__WHAT YOU ARE ASKED TO DO__: Retype only the lines from the top of the records to the line with "find green lawn", including that line but none of the pictures.

[SUPPLIED ENTRIES — start]

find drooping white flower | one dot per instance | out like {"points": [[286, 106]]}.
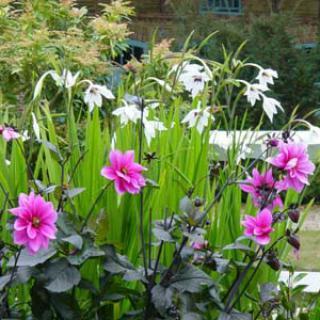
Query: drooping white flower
{"points": [[151, 127], [198, 118], [270, 106], [129, 112], [66, 79], [193, 77], [266, 76], [162, 83], [94, 93], [254, 92], [224, 142]]}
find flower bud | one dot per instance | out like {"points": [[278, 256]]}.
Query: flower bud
{"points": [[294, 241], [198, 202], [294, 214], [273, 261]]}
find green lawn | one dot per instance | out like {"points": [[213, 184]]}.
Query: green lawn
{"points": [[309, 252]]}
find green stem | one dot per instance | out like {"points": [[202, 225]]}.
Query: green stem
{"points": [[94, 205]]}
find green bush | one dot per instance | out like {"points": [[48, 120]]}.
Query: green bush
{"points": [[269, 43]]}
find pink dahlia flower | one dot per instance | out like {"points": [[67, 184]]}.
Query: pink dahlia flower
{"points": [[35, 222], [259, 227], [9, 133], [199, 245], [293, 159], [262, 189], [125, 173]]}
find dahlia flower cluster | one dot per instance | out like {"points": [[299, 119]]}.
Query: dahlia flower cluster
{"points": [[35, 223], [294, 168]]}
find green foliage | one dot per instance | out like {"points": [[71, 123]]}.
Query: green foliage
{"points": [[36, 36], [269, 42], [132, 256]]}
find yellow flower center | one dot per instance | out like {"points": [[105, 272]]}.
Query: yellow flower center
{"points": [[35, 222]]}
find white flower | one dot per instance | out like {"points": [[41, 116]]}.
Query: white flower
{"points": [[150, 128], [162, 83], [254, 92], [194, 77], [266, 76], [198, 118], [129, 112], [35, 126], [66, 79], [270, 106], [93, 95], [25, 136], [69, 80], [216, 139]]}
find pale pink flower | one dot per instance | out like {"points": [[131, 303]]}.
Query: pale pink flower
{"points": [[294, 160], [35, 222], [262, 189], [9, 133], [125, 173], [259, 227]]}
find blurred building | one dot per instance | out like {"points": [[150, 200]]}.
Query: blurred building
{"points": [[164, 15]]}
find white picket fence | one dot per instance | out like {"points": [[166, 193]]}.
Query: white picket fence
{"points": [[253, 144], [311, 280]]}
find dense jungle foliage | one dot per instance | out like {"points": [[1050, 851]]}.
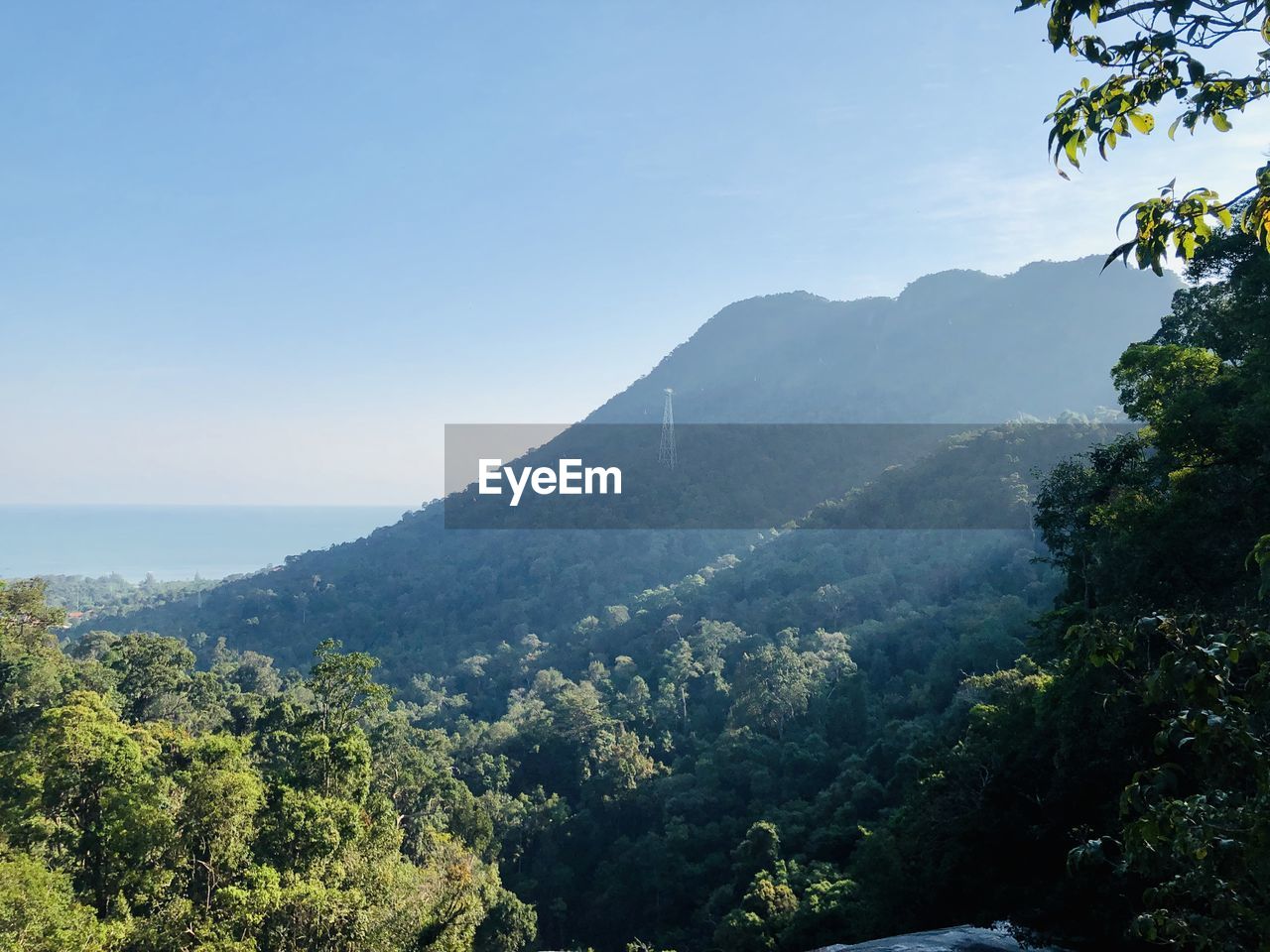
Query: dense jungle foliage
{"points": [[824, 737]]}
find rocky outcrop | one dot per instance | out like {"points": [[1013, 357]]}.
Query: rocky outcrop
{"points": [[961, 939]]}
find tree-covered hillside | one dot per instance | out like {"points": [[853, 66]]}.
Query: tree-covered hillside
{"points": [[957, 347]]}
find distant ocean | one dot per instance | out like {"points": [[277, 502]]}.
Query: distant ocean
{"points": [[172, 542]]}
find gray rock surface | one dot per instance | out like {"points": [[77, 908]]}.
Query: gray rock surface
{"points": [[964, 938]]}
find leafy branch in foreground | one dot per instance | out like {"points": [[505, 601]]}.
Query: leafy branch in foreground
{"points": [[1157, 58]]}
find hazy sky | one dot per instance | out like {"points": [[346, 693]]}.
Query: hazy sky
{"points": [[261, 253]]}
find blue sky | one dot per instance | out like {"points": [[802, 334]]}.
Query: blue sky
{"points": [[261, 253]]}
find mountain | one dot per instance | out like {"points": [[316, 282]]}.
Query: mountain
{"points": [[952, 347], [955, 347]]}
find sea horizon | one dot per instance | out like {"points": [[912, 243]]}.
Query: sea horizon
{"points": [[173, 540]]}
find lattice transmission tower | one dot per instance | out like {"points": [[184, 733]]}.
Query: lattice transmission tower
{"points": [[666, 453]]}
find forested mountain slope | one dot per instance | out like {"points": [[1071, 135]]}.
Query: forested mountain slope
{"points": [[957, 347]]}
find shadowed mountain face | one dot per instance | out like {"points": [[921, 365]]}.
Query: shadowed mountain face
{"points": [[957, 347]]}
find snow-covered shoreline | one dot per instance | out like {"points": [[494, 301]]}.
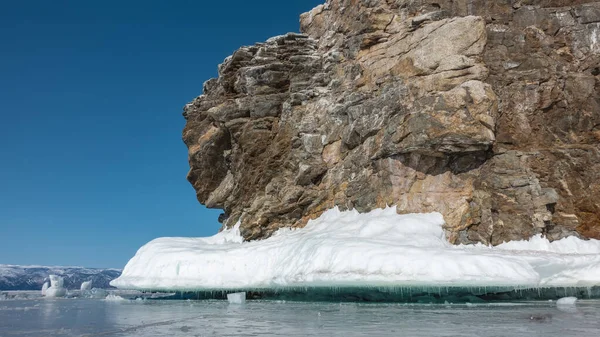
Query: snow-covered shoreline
{"points": [[345, 249]]}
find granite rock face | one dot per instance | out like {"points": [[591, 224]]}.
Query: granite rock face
{"points": [[485, 111]]}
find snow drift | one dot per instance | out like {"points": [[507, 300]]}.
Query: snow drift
{"points": [[346, 249]]}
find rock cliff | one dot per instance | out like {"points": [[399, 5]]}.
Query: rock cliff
{"points": [[485, 111]]}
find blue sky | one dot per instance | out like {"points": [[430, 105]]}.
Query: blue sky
{"points": [[92, 165]]}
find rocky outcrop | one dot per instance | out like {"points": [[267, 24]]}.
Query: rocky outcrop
{"points": [[488, 112]]}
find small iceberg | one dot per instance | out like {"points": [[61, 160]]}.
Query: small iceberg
{"points": [[85, 286], [45, 288], [567, 302], [56, 288]]}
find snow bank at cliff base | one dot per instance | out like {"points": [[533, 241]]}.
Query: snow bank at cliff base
{"points": [[340, 249]]}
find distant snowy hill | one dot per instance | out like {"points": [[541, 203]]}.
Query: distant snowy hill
{"points": [[33, 277]]}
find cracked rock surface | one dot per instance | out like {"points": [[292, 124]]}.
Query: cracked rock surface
{"points": [[485, 111]]}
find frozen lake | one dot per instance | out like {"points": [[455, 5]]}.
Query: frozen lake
{"points": [[85, 317]]}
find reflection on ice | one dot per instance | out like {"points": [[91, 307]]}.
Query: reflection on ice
{"points": [[278, 318]]}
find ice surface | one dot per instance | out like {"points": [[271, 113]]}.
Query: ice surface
{"points": [[341, 249], [237, 298], [566, 301], [84, 317], [56, 287], [87, 285]]}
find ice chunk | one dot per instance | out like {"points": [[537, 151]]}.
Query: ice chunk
{"points": [[567, 302], [44, 288], [236, 298], [114, 298], [56, 288], [348, 249], [87, 285], [96, 293]]}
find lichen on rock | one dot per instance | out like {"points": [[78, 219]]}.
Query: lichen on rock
{"points": [[487, 112]]}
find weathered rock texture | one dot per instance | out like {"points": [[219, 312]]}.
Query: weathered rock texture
{"points": [[485, 111]]}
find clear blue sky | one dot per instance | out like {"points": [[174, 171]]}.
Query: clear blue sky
{"points": [[92, 165]]}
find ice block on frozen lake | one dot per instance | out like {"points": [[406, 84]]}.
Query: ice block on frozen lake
{"points": [[87, 285], [237, 298], [56, 287]]}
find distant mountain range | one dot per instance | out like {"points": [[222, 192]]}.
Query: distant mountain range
{"points": [[33, 277]]}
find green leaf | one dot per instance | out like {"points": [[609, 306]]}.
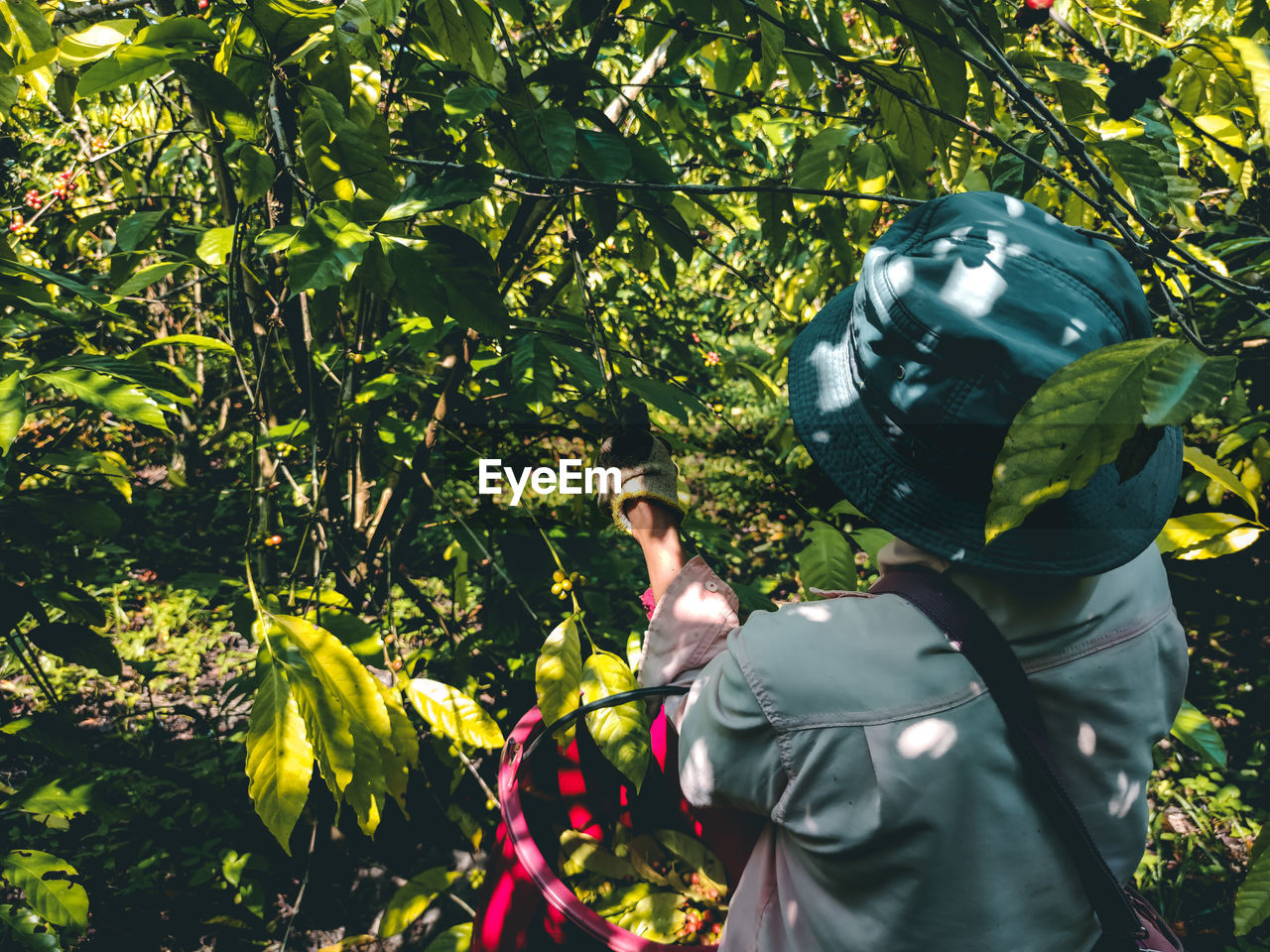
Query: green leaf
{"points": [[145, 277], [657, 916], [48, 883], [121, 398], [220, 95], [825, 158], [944, 64], [1074, 424], [94, 44], [51, 798], [558, 676], [23, 929], [695, 853], [190, 340], [280, 760], [468, 100], [604, 155], [71, 599], [13, 409], [1252, 898], [28, 30], [871, 540], [76, 643], [183, 31], [1206, 535], [136, 229], [1216, 472], [289, 23], [255, 173], [448, 273], [771, 37], [327, 724], [1184, 382], [412, 900], [1256, 60], [907, 123], [452, 188], [341, 675], [326, 250], [1139, 167], [1193, 729], [340, 155], [826, 562], [404, 752], [127, 64], [214, 245], [550, 137], [621, 730], [456, 938], [454, 715], [461, 33], [581, 853], [661, 395]]}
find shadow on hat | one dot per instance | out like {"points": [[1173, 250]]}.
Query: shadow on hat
{"points": [[903, 386]]}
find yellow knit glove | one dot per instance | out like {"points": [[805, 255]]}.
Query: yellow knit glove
{"points": [[647, 472]]}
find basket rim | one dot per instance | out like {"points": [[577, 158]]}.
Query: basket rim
{"points": [[530, 857]]}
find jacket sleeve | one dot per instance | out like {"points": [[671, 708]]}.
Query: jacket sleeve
{"points": [[729, 753]]}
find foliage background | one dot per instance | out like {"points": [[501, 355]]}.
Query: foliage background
{"points": [[278, 272]]}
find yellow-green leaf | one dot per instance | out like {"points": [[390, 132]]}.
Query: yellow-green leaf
{"points": [[404, 752], [1216, 472], [621, 730], [456, 938], [326, 722], [280, 760], [412, 900], [451, 712], [365, 792], [1252, 900], [121, 398], [1256, 60], [657, 916], [558, 676], [340, 674], [49, 885], [13, 409], [1074, 424], [1193, 729], [94, 44], [1206, 535], [826, 562], [191, 340]]}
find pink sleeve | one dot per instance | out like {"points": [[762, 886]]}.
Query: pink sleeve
{"points": [[689, 626]]}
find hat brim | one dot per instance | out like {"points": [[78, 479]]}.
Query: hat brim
{"points": [[1093, 530]]}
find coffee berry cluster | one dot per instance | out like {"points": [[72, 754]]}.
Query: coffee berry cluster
{"points": [[563, 584]]}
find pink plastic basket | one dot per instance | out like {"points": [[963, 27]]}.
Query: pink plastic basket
{"points": [[526, 905]]}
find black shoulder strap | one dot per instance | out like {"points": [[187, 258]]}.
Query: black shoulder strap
{"points": [[974, 635]]}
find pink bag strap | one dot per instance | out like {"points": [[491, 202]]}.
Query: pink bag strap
{"points": [[969, 630]]}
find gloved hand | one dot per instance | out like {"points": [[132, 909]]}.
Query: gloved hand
{"points": [[645, 465]]}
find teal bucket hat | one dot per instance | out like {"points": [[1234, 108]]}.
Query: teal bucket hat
{"points": [[903, 386]]}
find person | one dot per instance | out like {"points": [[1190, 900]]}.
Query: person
{"points": [[897, 816]]}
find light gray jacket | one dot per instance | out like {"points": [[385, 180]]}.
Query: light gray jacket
{"points": [[898, 817]]}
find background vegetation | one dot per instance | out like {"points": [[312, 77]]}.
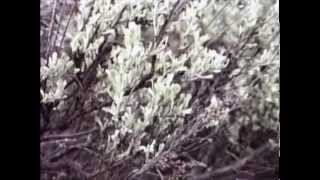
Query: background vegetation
{"points": [[160, 89]]}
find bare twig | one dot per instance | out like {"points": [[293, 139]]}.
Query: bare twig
{"points": [[236, 165], [51, 29], [68, 23]]}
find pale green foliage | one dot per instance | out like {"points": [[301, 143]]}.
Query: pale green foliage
{"points": [[166, 100]]}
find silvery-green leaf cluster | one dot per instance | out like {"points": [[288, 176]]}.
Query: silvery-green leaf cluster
{"points": [[142, 117]]}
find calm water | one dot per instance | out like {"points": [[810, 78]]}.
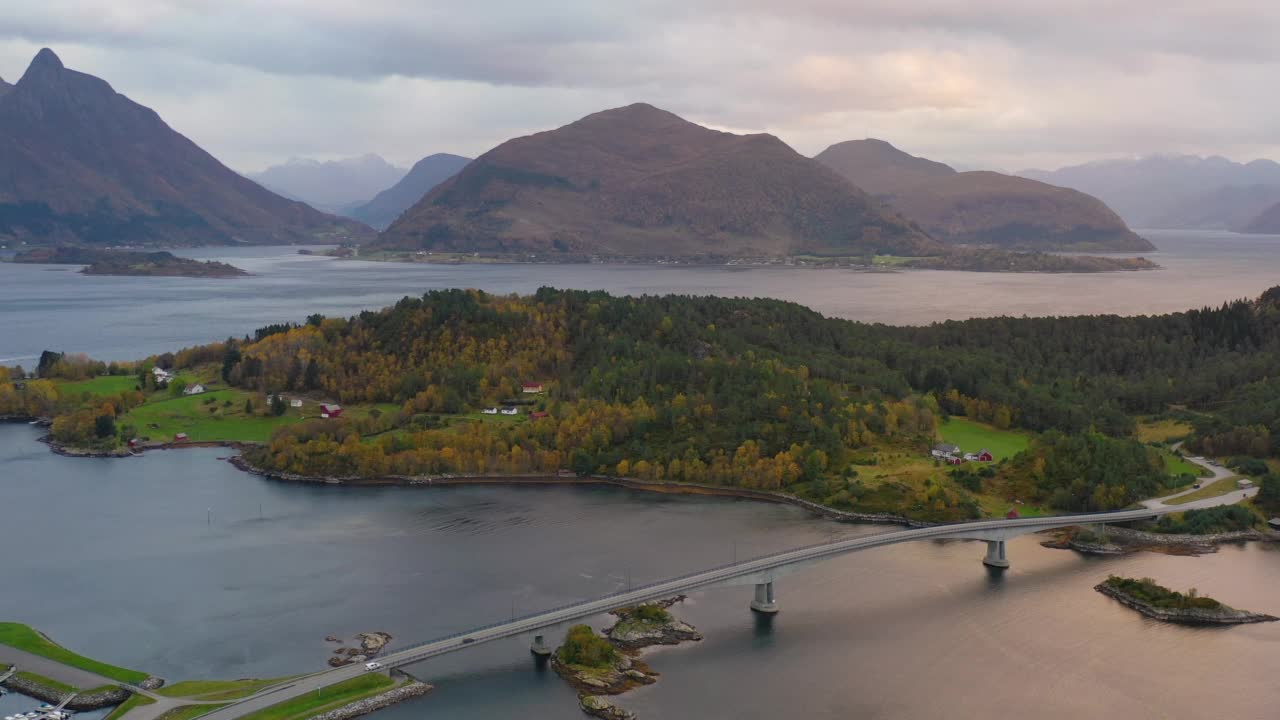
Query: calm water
{"points": [[178, 564], [51, 306]]}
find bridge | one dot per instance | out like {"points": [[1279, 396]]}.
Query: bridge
{"points": [[762, 573]]}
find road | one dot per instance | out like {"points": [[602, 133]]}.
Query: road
{"points": [[1220, 475]]}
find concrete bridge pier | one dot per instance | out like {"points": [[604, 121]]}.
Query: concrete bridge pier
{"points": [[540, 647], [996, 556], [764, 601]]}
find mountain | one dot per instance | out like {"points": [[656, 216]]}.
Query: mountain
{"points": [[1267, 222], [981, 208], [1152, 191], [81, 163], [639, 181], [426, 173], [336, 186], [1226, 208]]}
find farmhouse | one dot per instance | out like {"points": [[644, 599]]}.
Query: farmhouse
{"points": [[945, 450]]}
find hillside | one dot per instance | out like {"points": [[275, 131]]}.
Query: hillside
{"points": [[981, 208], [334, 186], [1265, 223], [83, 164], [391, 203], [641, 182], [1156, 191]]}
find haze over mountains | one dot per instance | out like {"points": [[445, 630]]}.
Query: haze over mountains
{"points": [[639, 181], [1179, 191], [81, 163], [425, 174], [334, 186], [981, 208]]}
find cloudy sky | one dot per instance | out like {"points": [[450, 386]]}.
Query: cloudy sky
{"points": [[982, 83]]}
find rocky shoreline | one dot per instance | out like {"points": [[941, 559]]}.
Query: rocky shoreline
{"points": [[631, 483], [412, 688], [1185, 616], [1123, 541]]}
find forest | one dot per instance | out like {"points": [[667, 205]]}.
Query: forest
{"points": [[748, 392]]}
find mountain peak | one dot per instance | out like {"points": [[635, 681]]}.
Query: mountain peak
{"points": [[46, 59]]}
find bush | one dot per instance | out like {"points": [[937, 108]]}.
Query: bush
{"points": [[584, 647]]}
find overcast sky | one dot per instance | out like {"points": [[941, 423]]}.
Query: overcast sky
{"points": [[981, 83]]}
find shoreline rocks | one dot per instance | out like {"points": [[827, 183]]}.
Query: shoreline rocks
{"points": [[414, 688], [1185, 616]]}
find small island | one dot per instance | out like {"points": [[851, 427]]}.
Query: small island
{"points": [[1169, 606], [128, 263], [607, 665]]}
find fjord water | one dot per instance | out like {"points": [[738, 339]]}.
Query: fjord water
{"points": [[178, 564], [113, 318]]}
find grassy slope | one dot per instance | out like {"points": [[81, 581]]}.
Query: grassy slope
{"points": [[972, 437], [23, 637], [328, 698], [1216, 490]]}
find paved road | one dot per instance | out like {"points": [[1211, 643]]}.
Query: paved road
{"points": [[750, 570], [1220, 475]]}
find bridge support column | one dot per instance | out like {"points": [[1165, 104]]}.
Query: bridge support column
{"points": [[540, 647], [764, 601], [996, 556]]}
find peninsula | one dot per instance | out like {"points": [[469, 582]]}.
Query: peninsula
{"points": [[128, 263]]}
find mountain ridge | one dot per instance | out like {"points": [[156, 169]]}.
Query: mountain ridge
{"points": [[639, 181], [425, 174], [86, 164], [981, 206]]}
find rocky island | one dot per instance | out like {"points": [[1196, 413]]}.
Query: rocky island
{"points": [[1169, 606], [129, 263], [607, 665]]}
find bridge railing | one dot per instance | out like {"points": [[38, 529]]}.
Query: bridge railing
{"points": [[935, 529]]}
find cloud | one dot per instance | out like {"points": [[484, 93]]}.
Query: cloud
{"points": [[1004, 83]]}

[SUPPLIED ENTRIES — finish]

__ANSWER TO THIS EXERCISE__:
find drooping white flower | one dot per instance | out like {"points": [[286, 106]]}.
Query: drooping white flower
{"points": [[151, 127], [198, 118], [270, 106], [129, 112], [66, 79], [193, 77], [266, 76], [162, 83], [94, 93], [254, 92], [224, 142]]}
find flower bud | one dot per instance | out like {"points": [[278, 256]]}.
Query: flower bud
{"points": [[294, 241], [198, 202], [294, 214], [273, 261]]}
find green lawn | one dot per instance | out like {"points": [[213, 184]]}.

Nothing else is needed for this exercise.